▶ **Task**: Pick out every line in the rows below that contains the word "branch", treating uppercase and lowercase as different.

▶ **Input records**:
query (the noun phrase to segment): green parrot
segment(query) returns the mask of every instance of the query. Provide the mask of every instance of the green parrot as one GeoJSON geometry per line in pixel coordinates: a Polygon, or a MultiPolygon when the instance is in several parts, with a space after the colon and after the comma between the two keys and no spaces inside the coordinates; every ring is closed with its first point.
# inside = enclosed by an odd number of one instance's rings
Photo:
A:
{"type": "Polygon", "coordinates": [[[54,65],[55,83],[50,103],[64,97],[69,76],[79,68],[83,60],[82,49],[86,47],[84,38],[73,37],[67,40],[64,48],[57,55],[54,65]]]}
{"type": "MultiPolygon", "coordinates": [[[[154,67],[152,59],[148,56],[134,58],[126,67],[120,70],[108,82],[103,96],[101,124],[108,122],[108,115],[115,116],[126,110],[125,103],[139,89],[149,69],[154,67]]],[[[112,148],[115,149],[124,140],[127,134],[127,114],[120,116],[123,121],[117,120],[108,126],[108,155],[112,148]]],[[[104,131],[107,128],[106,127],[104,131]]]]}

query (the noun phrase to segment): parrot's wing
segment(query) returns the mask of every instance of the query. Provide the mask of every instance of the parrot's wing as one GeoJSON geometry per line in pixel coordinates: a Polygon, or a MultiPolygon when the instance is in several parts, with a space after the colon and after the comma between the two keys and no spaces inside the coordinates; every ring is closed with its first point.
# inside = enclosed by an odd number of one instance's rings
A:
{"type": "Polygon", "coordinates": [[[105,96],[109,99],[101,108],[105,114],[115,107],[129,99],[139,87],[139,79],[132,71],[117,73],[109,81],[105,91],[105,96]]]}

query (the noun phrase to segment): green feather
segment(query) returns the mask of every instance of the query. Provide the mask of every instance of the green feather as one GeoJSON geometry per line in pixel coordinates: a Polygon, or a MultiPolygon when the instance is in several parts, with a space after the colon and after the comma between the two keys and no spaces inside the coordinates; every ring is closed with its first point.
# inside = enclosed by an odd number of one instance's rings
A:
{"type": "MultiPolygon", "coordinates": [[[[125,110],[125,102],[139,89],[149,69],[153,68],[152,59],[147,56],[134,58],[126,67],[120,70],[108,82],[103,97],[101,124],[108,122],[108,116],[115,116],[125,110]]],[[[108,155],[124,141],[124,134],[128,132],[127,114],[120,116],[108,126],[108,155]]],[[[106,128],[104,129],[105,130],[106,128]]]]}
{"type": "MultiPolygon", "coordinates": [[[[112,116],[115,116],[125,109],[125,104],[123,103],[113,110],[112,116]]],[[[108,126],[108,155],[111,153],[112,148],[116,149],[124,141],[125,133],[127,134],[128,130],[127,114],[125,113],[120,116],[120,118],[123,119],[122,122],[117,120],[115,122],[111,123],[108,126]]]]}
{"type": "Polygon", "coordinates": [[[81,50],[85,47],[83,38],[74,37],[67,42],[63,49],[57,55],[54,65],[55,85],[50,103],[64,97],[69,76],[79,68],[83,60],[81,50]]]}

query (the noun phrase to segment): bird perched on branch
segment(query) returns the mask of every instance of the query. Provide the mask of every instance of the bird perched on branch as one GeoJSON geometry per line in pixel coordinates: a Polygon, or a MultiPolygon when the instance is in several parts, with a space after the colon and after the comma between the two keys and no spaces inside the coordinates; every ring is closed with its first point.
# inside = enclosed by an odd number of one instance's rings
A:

▶ **Task response**:
query (the noun phrase to segment): bird perched on branch
segment(query) returns the mask of every instance of the query. Provide the mask of every instance of the bird perched on branch as one GeoJSON geometry per line in pixel coordinates: a Polygon, or a MultiPolygon when the instance is in several parts, with a space after the colon and after the comma between the two keys and no spaces inside the coordinates; every ring is closed with its first point.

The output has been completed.